SOAL YANG DIKERJAKAN:
(a) Ringkas artikel tentang kredit menganggur dalam dua kalimat.
(b) Tuliskan bagian berikutnya dari artikel tentang kredit menganggur, mulai setelah kalimat terakhirnya.

TEKS HALAMAN:
★ ★ ★
KEUANGAN

Kredit Menganggur Rp 2.500 Triliun, Pengusaha Enggan Meminjam

Kredit Menganggur Rp 2.500 Triliun, Pengusaha Enggan Meminjam
Kredit Menganggur Rp 2.500 Triliun, Pengusaha Enggan Meminjam

JAKARTA - Bank Indonesia (BI) melaporkan fenomena kredit nganggur atau undisbursed loan di perbankan yang terus meningkat hingga menyentuh Rp 2.509,4 triliun per November 2025. 

Lonjakan angka ini menunjukkan kehati-hatian pelaku usaha dan rumah tangga dalam memanfaatkan fasilitas kredit, meski bank telah menyediakan dana yang siap disalurkan. Kondisi ini menandai sikap wait and see di tengah ketidakpastian ekonomi yang masih dirasakan pelaku bisnis.

Kepala Departemen Kebijakan Makroprudensial BI, Solikin M Juhro, menjelaskan bahwa banyak pengusaha menunda penarikan kredit karena mereka ingin memastikan kondisi ekonomi benar-benar menggeliat sebelum mengambil keputusan finansial. 

“Mereka masih, 'wah ini ekonominya benar menggeliat nggak', mereka masih wait and see,” ujar Solikin.

Ketidakpastian Ekonomi Memengaruhi Keputusan Kredit

Salah satu faktor utama yang membuat kredit tetap nganggur adalah ketidakpastian pertumbuhan ekonomi. Pelaku usaha cenderung menahan diri untuk menarik kredit, meskipun bank telah menyediakan fasilitas pendanaan. Kondisi ini menandakan kehati-hatian pengusaha dalam menghadapi fluktuasi ekonomi dan ketidakpastian prospek bisnis di masa mendatang.

Selain itu, ekspektasi terhadap pertumbuhan ekonomi yang belum kuat juga memengaruhi permintaan kredit dari rumah tangga. Menurut Solikin, masyarakat menunda mengambil kredit karena khawatir penghasilan mereka belum meningkat secara signifikan.
★ ★ ★
DATA YANG DIBERIKAN:
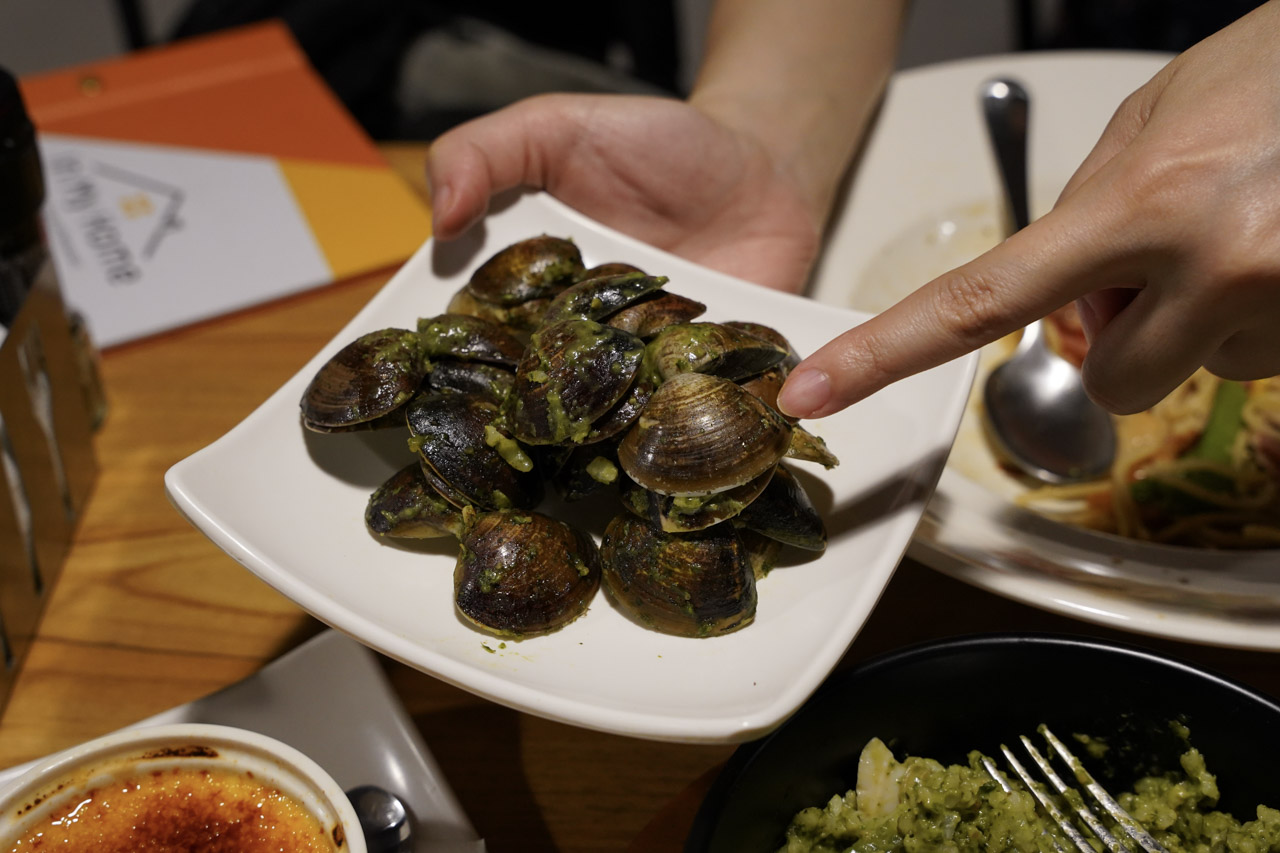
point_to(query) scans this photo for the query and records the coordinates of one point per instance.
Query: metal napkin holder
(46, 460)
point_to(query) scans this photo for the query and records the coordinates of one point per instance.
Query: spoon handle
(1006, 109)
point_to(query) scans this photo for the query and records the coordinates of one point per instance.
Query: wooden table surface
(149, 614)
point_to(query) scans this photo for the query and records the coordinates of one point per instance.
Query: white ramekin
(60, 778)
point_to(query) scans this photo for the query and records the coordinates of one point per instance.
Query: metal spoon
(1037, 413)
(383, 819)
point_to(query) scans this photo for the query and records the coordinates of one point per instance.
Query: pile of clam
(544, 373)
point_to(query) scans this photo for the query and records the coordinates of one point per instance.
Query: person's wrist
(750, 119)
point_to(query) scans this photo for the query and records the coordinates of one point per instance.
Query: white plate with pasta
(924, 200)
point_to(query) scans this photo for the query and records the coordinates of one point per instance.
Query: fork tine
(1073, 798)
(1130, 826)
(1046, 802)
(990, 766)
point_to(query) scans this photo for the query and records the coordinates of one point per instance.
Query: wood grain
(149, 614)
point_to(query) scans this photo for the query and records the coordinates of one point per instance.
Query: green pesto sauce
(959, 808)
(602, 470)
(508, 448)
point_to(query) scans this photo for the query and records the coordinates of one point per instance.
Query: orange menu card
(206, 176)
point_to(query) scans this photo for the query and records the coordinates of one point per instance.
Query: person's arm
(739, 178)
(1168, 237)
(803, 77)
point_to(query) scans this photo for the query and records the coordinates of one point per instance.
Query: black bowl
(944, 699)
★ ★ ★
JAWABAN TIAP TUGAS:
(a) Bank Indonesia melaporkan bahwa kredit menganggur di perbankan terus meningkat hingga Rp 2.509,4 triliun per November 2025, karena pelaku usaha dan rumah tangga berhati-hati memanfaatkan fasilitas kredit meski bank telah menyediakan dana. Menurut Solikin M Juhro, pengusaha masih bersikap wait and see sampai ekonomi benar-benar menggeliat, sementara rumah tangga menunda kredit karena khawatir penghasilan mereka belum meningkat secara signifikan.

(b)
“Dia 'wah nanti aku ambil kredit, penghasilan saya naik nggak', gitu. Nah ternyata memang dari sisi ini belum kuat, nggak menggeliat, gitu. Jadi mereka juga akhirnya ngerem,” jelasnya.

Suku Bunga Masih Menjadi Pertimbangan Utama

Selain ketidakpastian ekonomi, faktor suku bunga kredit yang relatif tinggi juga membuat pengusaha dan rumah tangga menahan diri. Penurunan suku bunga kredit perbankan tercatat lebih lambat, hanya turun 24 basis poin dari 9,20 persen di awal 2025 menjadi 8,96 persen pada November 2025. Solikin menambahkan bahwa banyak pengusaha memilih memanfaatkan dana internal dibandingkan menarik kredit dari bank. 

“Juga mereka, 'waduh saya masih punya simpanan internal atau dana internal. Daripada saya ngambil ke bank, mendingan saya pakai duit saya sendiri'. Kenapa? Karena mungkin bisa saja, oh yield atau suku bunganya masih tinggi,” ujarnya.

 Sikap ini menunjukkan bahwa pelaku usaha lebih memilih sumber dana yang lebih murah dan fleksibel sebelum mempertimbangkan pinjaman eksternal.

Dampak terhadap Likuiditas Perbankan dan Strategi Kedepan

Kredit yang belum tersalurkan memiliki implikasi terhadap likuiditas bank. Meskipun dana siap tersedia, rendahnya permintaan dari nasabah membuat perbankan menahan penyaluran kredit secara agresif. Kondisi ini memaksa bank untuk menyesuaikan strategi pengelolaan likuiditas dan memperkuat upaya mitigasi risiko terkait kualitas kredit.

Bank Indonesia memantau perkembangan ini sebagai indikator penting kesehatan sektor perbankan dan tren permintaan kredit. Dengan jumlah undisbursed loan yang tinggi, BI dapat merumuskan langkah kebijakan moneter dan makroprudensial yang tepat untuk mendorong pemulihan ekonomi serta meningkatkan kepercayaan pelaku usaha dalam memanfaatkan fasilitas kredit.

Fenomena kredit nganggur ini juga menjadi sinyal bagi pemerintah dan lembaga keuangan untuk mengevaluasi faktor-faktor yang menahan permintaan kredit, termasuk stabilitas ekonomi, suku bunga, dan kebijakan fiskal.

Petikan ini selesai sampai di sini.